§ **CHALLENGE**
In the mailing list post on OpenID and email addresses, what must openid.identity be set to when an email address is the claimed_identifier?

§ **SOURCE PASSAGE**
[Start]
Re: [OpenID] OpenID Extension to handle Emails Addresses?

2008-10-30 Thread Martin Atkins
David Fuelling wrote:
 
 I would even entertain the notion of the OpenID extension doing DNS 
 lookup first, then EAUT, though I need to think more on the topic.  
 Alternatively, maybe we make DNS optional.
 

At this point I'll throw in my more recent post about why DNS must be 
supported and must be the primary mode, with others as fallback:

http://www.apparently.me.uk/18285.html

However, I wouldn't necessarily object to putting the *EAUT* information 
  in the DNS rather than the OpenID information directly. The two things 
I care most about at this point are:

  * DNS must be consulted first, for the reasons I go into in that post.
  * In the case where an email address is the claimed_identifier, the 
OpenID request must have openid.identity set to mailto:theemailaddress, 
not the mapped HTTP identifer. (In other words, this is an extension to 
OpenID *Discovery*; the rest of the protocol is unchanged.)
[End]
§ **MATERIAL**
[Start]
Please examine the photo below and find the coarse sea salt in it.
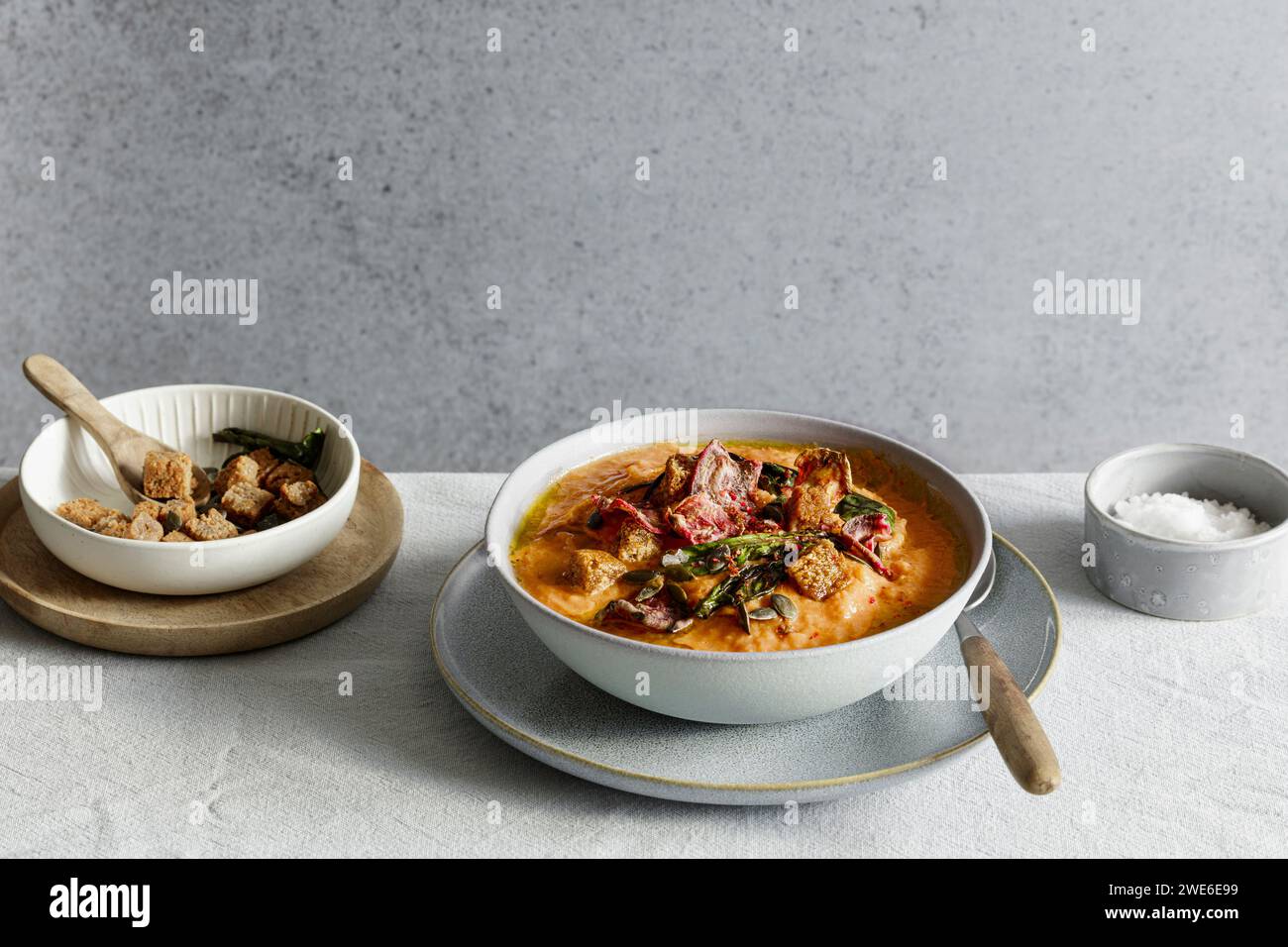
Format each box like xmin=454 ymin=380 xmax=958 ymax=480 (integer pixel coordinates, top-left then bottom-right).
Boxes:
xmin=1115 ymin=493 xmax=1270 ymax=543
[End]
§ **RESPONSE FOR THIS EXERCISE**
It must be set to mailto:theemailaddress, not the mapped HTTP identifier.